══ Record set

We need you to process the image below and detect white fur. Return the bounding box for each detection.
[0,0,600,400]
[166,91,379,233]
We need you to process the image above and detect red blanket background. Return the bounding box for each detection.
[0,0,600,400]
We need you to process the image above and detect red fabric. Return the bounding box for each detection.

════
══ Record set

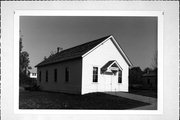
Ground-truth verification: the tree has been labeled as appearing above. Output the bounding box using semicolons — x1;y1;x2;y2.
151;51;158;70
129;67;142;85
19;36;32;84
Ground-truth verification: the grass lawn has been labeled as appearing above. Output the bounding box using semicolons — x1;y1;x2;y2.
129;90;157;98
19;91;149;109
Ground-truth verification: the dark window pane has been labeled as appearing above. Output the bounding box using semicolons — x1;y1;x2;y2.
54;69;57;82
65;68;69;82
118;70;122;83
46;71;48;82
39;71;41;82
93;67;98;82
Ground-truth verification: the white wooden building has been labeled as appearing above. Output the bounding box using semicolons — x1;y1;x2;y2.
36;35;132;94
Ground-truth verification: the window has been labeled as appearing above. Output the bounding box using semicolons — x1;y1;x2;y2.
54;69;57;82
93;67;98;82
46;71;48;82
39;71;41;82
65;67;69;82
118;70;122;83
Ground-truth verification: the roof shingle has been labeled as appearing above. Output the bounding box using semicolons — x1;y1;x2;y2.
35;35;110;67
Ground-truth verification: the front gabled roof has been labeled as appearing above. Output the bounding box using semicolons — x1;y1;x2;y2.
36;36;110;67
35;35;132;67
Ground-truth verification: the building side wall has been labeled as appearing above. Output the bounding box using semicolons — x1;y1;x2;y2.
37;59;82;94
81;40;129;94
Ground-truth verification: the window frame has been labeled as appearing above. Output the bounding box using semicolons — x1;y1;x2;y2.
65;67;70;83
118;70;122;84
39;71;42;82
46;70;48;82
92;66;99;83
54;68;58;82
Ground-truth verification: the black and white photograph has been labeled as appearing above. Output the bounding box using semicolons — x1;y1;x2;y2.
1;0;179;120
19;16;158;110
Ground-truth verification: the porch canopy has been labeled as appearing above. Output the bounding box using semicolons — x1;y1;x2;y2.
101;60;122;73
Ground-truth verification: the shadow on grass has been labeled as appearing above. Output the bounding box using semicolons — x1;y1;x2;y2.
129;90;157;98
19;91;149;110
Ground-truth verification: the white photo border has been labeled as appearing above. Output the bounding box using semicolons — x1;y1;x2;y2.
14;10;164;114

════
══ Record set

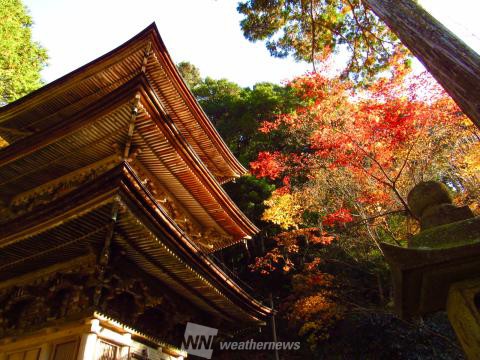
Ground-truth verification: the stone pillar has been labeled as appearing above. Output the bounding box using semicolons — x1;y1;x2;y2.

════

* [Your task]:
Copy out the lines of the records from the line with "Ground-truth verification: the window frame" to the line with "19;91;149;110", both included, without changing them.

* [Task solution]:
Ground-truth verification: the window frame has been labeled as appearing above. Output the bounding box using semicolons — x1;y1;x2;y2.
65;67;70;83
118;70;122;84
39;71;42;82
46;70;48;82
92;66;99;83
54;68;58;82
Ground-truth verification: the black and white photograph has been labeled as appearing above. Output the bounding box using semicolons — x1;y1;x2;y2.
1;0;179;120
19;16;158;110
Ground-truth verification: the porch canopy has been labeled as appearing above. Output the bounding box using semicolons — x1;y1;x2;y2.
101;60;122;73
Ground-truth verification: the shadow on grass has been labeled as appearing above. Output the bounding box using semicolons — x1;y1;x2;y2.
129;90;157;98
19;91;149;110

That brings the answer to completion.